### Challenge:
Name every person the journal entry identifies by first name.

Sunday, March 1, 2009

Trudging onward . . .



The view from up here is staggering. It’s pacifying in a way to think that in that water behind us are the most gigantic mammals on the planet, and in front of us lies a primeval forest essentially untouched by humankind. This region is somewhere between “Magellanic Moorland” and southernmost American rainforest, where solid ground is rare and water is a fixture.

As Mike and Mark pack up their camera gear, I go over the ridge to see how fast the Canadians are moving. Lucy, almost unrecognizable in the distance, turns toward me just as I begin to head downhill again, and she waves. I stop and wave back, watching as she disappears into the trees with her teammates. After a few minutes Mike and Mark appear behind me, and we start moving again. The next few hours consist of a descent through more thick forest, thorns, and downed logs, crossing narrow streams cut through shallow, mossy ravines, slipping, sliding, and squeezing over and between trees. We aim for areas where the light breaks through, because this often means turba, where instead of fighting vegetation we can trudge across sponge. There we’ll sink in a few inches, but our steps disappear in seconds as the alien stuff seemingly reconstructs itself back into its original state.

### Entries provided:
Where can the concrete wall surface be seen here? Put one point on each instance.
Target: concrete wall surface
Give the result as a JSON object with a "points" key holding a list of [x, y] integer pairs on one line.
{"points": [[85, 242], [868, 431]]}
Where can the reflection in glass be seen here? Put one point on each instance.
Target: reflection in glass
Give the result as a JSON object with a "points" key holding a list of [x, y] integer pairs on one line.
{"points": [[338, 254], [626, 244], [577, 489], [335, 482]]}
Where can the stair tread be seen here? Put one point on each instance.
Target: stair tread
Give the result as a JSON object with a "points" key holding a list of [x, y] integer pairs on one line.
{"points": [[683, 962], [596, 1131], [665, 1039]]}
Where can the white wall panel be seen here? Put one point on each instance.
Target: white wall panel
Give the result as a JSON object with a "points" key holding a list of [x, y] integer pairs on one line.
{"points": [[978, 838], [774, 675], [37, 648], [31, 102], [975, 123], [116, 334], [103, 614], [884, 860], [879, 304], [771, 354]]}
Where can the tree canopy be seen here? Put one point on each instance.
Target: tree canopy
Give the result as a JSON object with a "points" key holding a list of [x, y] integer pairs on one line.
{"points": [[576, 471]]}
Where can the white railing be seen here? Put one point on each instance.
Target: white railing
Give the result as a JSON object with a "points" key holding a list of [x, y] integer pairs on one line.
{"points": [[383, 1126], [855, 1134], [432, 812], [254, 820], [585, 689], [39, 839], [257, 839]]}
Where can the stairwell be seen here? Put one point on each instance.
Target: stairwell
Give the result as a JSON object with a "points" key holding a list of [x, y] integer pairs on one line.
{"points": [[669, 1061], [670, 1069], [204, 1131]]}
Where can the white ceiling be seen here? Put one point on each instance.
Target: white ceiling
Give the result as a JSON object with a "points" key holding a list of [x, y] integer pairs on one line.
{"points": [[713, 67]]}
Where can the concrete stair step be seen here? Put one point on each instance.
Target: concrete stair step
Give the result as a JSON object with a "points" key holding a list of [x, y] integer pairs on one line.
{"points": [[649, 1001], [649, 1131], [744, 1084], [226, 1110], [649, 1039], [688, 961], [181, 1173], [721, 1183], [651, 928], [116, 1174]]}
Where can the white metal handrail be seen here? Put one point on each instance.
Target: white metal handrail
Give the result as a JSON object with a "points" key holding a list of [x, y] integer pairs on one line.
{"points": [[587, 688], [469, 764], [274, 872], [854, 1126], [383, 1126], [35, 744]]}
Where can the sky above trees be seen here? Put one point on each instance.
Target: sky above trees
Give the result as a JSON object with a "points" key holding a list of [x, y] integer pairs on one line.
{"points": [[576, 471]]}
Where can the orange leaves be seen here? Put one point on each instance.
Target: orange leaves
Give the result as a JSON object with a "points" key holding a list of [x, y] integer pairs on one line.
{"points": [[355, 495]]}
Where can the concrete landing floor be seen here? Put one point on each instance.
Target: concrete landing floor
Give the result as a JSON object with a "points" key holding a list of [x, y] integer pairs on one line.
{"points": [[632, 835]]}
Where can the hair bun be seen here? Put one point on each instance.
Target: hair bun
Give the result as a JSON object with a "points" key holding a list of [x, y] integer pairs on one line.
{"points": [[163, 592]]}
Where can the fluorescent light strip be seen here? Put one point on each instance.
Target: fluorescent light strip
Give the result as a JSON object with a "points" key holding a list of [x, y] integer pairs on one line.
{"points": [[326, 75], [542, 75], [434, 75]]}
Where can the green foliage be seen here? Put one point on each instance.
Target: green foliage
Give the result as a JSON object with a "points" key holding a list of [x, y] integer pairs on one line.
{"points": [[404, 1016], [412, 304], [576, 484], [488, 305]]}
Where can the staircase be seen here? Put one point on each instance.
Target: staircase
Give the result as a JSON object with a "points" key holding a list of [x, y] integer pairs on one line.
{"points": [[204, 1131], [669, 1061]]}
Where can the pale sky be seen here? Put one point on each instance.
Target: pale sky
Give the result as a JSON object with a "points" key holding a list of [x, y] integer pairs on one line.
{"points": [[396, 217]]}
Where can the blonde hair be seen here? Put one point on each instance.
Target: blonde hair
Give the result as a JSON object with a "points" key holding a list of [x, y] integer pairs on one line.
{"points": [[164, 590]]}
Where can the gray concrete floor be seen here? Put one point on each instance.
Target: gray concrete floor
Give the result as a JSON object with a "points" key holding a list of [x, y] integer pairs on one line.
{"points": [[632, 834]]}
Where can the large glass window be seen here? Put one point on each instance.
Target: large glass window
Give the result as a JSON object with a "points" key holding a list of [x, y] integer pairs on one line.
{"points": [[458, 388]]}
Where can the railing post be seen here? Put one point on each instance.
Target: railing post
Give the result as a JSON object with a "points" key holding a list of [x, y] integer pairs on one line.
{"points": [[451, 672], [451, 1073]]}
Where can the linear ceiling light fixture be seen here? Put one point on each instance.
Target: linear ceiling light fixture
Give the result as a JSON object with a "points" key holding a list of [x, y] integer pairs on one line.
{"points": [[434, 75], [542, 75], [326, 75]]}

### Solved problem:
Mike, Mark, Lucy